--- PROVIDED TEXT ---
Mapping out the practices used to access reference data in companies isn't difficult. But how is it used and isn't there a way to make it more accessible and useful than it is in the current status quo?
There's no question that reference data is valuable. It makes data across applications consistent and comparable. When a data warehouse or any other data integration project is introduced for the first time and users start to see the inconsistencies in the company's data, then they start to understand why reference data is so important. The first step in the long journey to achieving company-wide data quality is making reference data transparent.
Initially however, the users actually need easy access to it and there are several ways to do this:
In an application
Reference data can usually be viewed in drop-down menus, for instance a list of countries, currencies etc. This is their primary use case - to make sure that data fields are filled-in correctly. This view is not useful for anything other than inputting. You can't export filter rearrange or do anything else with them in the application.
The value reference list for issue types in our internal Jira issue tracker highlighted by a red rectangle.
If a company has a data warehouse, there's a good chance that there'll be reference data present there and a user can query it or create a report from it. In this scenario reference data accessibility is much higher, but a user must know in advance where to look for it as there's no search option.
--- DATASET EXTRACT ---
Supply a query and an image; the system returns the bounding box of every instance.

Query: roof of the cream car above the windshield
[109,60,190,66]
---
**APPLY WHAT YOU READ**:
1. Using the text on accessing reference data, list the actions it says a user cannot perform on reference data shown in an application.
2. Carry on the text about accessing reference data from where it stops.

**ANSWER LIST**:
1. Export, filter, rearrange

2.
A wikipedia report - the list of Bank holidays in UK
Reference data management
More data-mature companies deploy a tool for reference-data management - a single point from which one can access, view and edit reference data across systems and applications. These dedicated tools are primarily designed for a data steward to manage and update reference-data values and a limited number of users have access. They're not very useful for viewing and understanding values per se. That role is taken by business dictionaries and unfortunately the two systems aren't integrated.
Metadata repositories typically include the data models of databases and the data flows between them i.e. descriptions of data structures, but NO DATA. The reason for this is fairly simple - security. It's desirable to publish a list of all the available data sources in one place, but definitely not desirable to publish their content too. The complexity of the permission management would be overwhelming.
However, when you document a product dimension say, or the account dimension of a general ledger and the documentation has a table with a description of all products, with a structure something like this:
valid from, valid to …
the information is hmm, at best useless to any analyst or product manager. What users actually want to see is a list of the products a company actually has. But this requirement is in direct conflict with the above-mentioned security policies. Metadata repositories - just metadata, NO DATA. Sounds like catch 22, doesn’t it? :)
Data model - what room types are there? what types of charges?
Reference data as metadata
Is there an alternative route? My suggestion is to classify reference data as metadata and include it in the metadata repository. It breaks the existing paradigm of the strict separation of data and metadata, but makes a lot of sense.
Reference-data values IMHO belong in a business dictionary.
Let's look at an example: a mobile operator sells its services through three channels (shops, online e-shops, partners). Each channel has its own application. From a data-governance perspective, three tools might be relevant:
A reference-data management tool that will make sure that the list of tariff names and codes are identical in all applications.
A data dictionary which documents the data models and allows analysts to access the data and report it.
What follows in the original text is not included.